= EXERCISE DESCRIPTION =
Every line from the one bearing "x=182 y=225" through the last line of the entries should be printed exactly, with no other output.

RECORDED DATA START

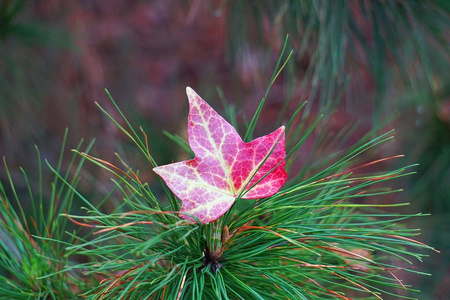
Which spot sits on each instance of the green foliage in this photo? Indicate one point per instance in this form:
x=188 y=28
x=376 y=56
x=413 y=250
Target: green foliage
x=321 y=237
x=32 y=246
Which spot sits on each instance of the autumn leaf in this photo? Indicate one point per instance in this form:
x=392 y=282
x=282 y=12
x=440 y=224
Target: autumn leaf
x=224 y=167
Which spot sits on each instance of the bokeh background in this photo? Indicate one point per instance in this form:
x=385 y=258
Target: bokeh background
x=364 y=64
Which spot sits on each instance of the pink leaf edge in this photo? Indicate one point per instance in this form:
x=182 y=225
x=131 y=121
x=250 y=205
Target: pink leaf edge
x=224 y=166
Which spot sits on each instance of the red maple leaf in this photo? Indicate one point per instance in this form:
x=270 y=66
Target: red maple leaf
x=224 y=166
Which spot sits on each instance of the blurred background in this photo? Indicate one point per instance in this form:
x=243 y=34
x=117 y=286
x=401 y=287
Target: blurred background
x=363 y=64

RECORDED DATA END

= SOLUTION TO THIS EXERCISE =
x=182 y=225
x=131 y=121
x=250 y=205
Target: pink leaf edge
x=224 y=166
Which spot sits on each instance of the red maple leaf in this photo? Indicate one point per instance in this form:
x=270 y=66
Target: red maple leaf
x=224 y=166
Which spot sits on each instance of the blurred background in this photo? Indicate one point per instance in this form:
x=243 y=34
x=117 y=286
x=401 y=287
Target: blurred background
x=363 y=64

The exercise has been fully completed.